- [PROBLEM REQUIREMENTS]:
Down to the final line, print each entry exactly.

- [ENTRIES SHOWN]:
------------
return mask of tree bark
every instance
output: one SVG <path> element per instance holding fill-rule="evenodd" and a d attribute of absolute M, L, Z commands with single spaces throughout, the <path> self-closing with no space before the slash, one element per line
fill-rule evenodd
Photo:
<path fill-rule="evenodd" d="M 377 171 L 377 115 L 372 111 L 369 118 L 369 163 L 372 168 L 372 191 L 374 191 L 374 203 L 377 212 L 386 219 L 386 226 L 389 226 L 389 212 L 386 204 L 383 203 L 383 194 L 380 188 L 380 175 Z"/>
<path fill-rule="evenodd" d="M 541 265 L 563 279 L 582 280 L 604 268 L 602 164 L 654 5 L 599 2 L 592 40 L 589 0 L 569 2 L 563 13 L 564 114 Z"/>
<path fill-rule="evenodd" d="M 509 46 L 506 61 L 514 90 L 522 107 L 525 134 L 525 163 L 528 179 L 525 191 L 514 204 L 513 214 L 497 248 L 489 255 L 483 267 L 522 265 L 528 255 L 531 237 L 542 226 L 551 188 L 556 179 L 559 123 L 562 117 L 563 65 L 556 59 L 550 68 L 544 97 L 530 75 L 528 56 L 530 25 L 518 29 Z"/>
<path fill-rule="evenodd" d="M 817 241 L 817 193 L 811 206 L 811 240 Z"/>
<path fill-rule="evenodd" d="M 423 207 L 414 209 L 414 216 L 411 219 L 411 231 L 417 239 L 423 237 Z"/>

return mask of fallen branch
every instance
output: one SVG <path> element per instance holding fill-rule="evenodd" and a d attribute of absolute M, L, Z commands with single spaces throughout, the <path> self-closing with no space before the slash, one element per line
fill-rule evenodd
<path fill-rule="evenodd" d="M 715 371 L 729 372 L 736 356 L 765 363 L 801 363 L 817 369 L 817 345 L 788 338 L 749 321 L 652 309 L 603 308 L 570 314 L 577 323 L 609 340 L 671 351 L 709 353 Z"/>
------------
- [SOLUTION FOR THIS TASK]:
return mask of tree bark
every instance
output: one SVG <path> element per instance holding fill-rule="evenodd" and a d attribute of absolute M, L, Z commands with single spaces throughout, the <path> self-closing with no space before the slash, one element per line
fill-rule evenodd
Photo:
<path fill-rule="evenodd" d="M 377 171 L 377 115 L 372 111 L 369 118 L 369 163 L 372 168 L 372 191 L 374 191 L 374 203 L 377 212 L 386 219 L 386 226 L 389 226 L 389 212 L 386 204 L 383 203 L 383 194 L 380 188 L 380 175 Z"/>
<path fill-rule="evenodd" d="M 541 265 L 563 279 L 582 280 L 604 268 L 602 164 L 654 5 L 599 2 L 592 40 L 589 0 L 569 2 L 563 13 L 564 114 Z"/>
<path fill-rule="evenodd" d="M 509 46 L 506 61 L 514 90 L 522 107 L 525 134 L 525 163 L 528 179 L 525 191 L 514 204 L 513 214 L 497 248 L 489 255 L 483 267 L 522 265 L 528 255 L 531 237 L 542 226 L 551 188 L 556 179 L 559 123 L 562 117 L 563 65 L 556 59 L 550 68 L 544 97 L 530 75 L 528 56 L 530 25 L 518 29 Z"/>
<path fill-rule="evenodd" d="M 817 241 L 817 193 L 811 206 L 811 240 Z"/>
<path fill-rule="evenodd" d="M 423 207 L 414 209 L 414 216 L 411 219 L 411 231 L 417 239 L 423 237 Z"/>

return mask of fallen branch
every instance
output: one SVG <path> element per instance holding fill-rule="evenodd" and a d attribute of absolute M, L, Z commands with single spaces throughout, the <path> self-closing with no space before the slash, one element per line
fill-rule evenodd
<path fill-rule="evenodd" d="M 715 371 L 729 372 L 736 356 L 765 363 L 801 363 L 817 369 L 817 345 L 788 338 L 749 321 L 652 309 L 603 308 L 570 314 L 577 323 L 609 340 L 671 351 L 709 353 Z"/>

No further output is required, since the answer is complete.